* [Selection]:
━━━━

Similar to the CoSen CNN [19], the biggest advantage of the CSDBN-DE is its ability to learn an effective cost matrix throughout training, as this is often a difficult and time-consuming process. Unfortunately, it is not very clear how well the CSDBN-DE handles class imbalanced data, because it is compared to a single baseline built on a completely different architecture. Also, the accuracy performance metric provides no real insight into the network’s true performance when class imbalance is present. The concept of incorporating an evolutionary algorithm to iteratively update a cost matrix shows promise, but more robust experiments are required to validate its ability to classify imbalanced data.

Output thresholding

In addition to the data sampling methods discussed in the "ROS, RUS, and two-phase learning" section, Buda et al. [23] experimented with adjusting CNN output thresholds to improve overall performance. They used the MNIST and CIFAR-10 data sets with varying levels of class imbalance ratios in the range of $\rho \in [1, 5000]$ and $\rho \in [1, 50]$, respectively. Accuracy scores were used to compare thresholding with the baseline CNN, ROS, and RUS methods as they were described in the "ROS, RUS, and two-phase learning" section.

The authors applied thresholding by dividing the network outputs for each class by its estimated prior probability, effectively reducing the likelihood of misclassifying examples from the minority group. They also considered hybrid methods by combining threshold moving with RUS and ROS. The thresholding method outperformed the baseline CNN for all levels of class imbalance on the MNIST and CIFAR-10 data sets. Thresholding outperformed ROS and RUS for all levels of imbalance on the MNIST data, but on the CIFAR-10 data there were several instances were ROS outperformed thresholding. Thresholding combined with ROS performed especially well, outperforming all other methods in nearly all cases.

As discussed in the "ROS, RUS, and two-phase learning" section, Buda et al. explored a variety of deep learning methods for addressing a wide range of class imbalance levels. They have shown that overall accuracy can be improved with threshold moving, and that it can be implemented relatively easily with prior class probabilities. Unfortunately, the accuracy score does not explain individual class-wise performances and trade-offs. Since thresholding is only applied during inference, it does not affect training times. This also means that thresholding does not impact weight tuning and therefore does not improve a model’s ability to discriminate between classes. Regardless, it is still an appropriate method for reducing majority class bias that can be quickly implemented on top of an already trained network to improve classification results.

━━━━

* [Excerpted data]:

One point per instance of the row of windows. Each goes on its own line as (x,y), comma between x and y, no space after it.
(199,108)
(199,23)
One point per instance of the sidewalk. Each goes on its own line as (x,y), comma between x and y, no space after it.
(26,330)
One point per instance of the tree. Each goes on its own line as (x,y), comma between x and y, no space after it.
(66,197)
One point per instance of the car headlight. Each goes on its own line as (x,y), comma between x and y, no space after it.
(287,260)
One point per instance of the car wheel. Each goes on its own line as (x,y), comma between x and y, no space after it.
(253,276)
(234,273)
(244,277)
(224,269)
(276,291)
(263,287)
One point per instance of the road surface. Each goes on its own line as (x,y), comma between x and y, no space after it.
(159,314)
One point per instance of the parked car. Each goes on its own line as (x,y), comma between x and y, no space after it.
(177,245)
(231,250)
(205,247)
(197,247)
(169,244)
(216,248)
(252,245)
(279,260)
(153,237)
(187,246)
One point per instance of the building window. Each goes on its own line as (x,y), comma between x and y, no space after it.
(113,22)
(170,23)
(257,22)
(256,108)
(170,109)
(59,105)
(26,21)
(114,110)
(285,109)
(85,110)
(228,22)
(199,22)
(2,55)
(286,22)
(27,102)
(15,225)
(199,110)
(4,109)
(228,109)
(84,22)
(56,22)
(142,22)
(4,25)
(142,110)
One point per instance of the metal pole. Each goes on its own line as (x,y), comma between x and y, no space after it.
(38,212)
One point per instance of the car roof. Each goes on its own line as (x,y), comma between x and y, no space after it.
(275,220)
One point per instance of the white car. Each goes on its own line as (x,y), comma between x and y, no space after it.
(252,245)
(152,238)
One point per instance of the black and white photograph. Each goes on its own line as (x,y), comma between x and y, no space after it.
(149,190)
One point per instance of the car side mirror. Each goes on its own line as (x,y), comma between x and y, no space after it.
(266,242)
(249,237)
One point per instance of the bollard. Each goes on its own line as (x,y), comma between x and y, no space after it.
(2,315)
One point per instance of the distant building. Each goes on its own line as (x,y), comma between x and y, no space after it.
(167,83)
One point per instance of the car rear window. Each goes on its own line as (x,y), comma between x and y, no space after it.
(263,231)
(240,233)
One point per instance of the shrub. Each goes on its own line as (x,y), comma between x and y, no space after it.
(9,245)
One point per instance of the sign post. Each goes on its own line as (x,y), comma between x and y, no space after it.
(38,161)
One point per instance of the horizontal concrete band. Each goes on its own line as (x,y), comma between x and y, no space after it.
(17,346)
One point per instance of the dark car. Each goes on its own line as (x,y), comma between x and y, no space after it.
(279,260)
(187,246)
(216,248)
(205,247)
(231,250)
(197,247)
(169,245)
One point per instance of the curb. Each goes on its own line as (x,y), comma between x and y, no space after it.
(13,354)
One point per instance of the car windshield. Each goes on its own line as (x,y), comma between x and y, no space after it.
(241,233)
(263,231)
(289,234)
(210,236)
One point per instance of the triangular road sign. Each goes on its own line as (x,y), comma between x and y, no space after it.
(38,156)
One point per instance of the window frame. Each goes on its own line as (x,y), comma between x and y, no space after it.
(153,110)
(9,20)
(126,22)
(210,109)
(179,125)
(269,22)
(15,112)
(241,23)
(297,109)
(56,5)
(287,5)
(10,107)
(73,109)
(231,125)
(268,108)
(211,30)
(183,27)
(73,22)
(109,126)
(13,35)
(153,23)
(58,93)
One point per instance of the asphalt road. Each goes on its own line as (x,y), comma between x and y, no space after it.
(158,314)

━━━━

* [Written instruction]: Please reproduce the class-imbalance passage above word for word, from "As discussed in" up to and including "improve classification results.".

* [Exercise output]:
As discussed in the "ROS, RUS, and two-phase learning" section, Buda et al. explored a variety of deep learning methods for addressing a wide range of class imbalance levels. They have shown that overall accuracy can be improved with threshold moving, and that it can be implemented relatively easily with prior class probabilities. Unfortunately, the accuracy score does not explain individual class-wise performances and trade-offs. Since thresholding is only applied during inference, it does not affect training times. This also means that thresholding does not impact weight tuning and therefore does not improve a model’s ability to discriminate between classes. Regardless, it is still an appropriate method for reducing majority class bias that can be quickly implemented on top of an already trained network to improve classification results.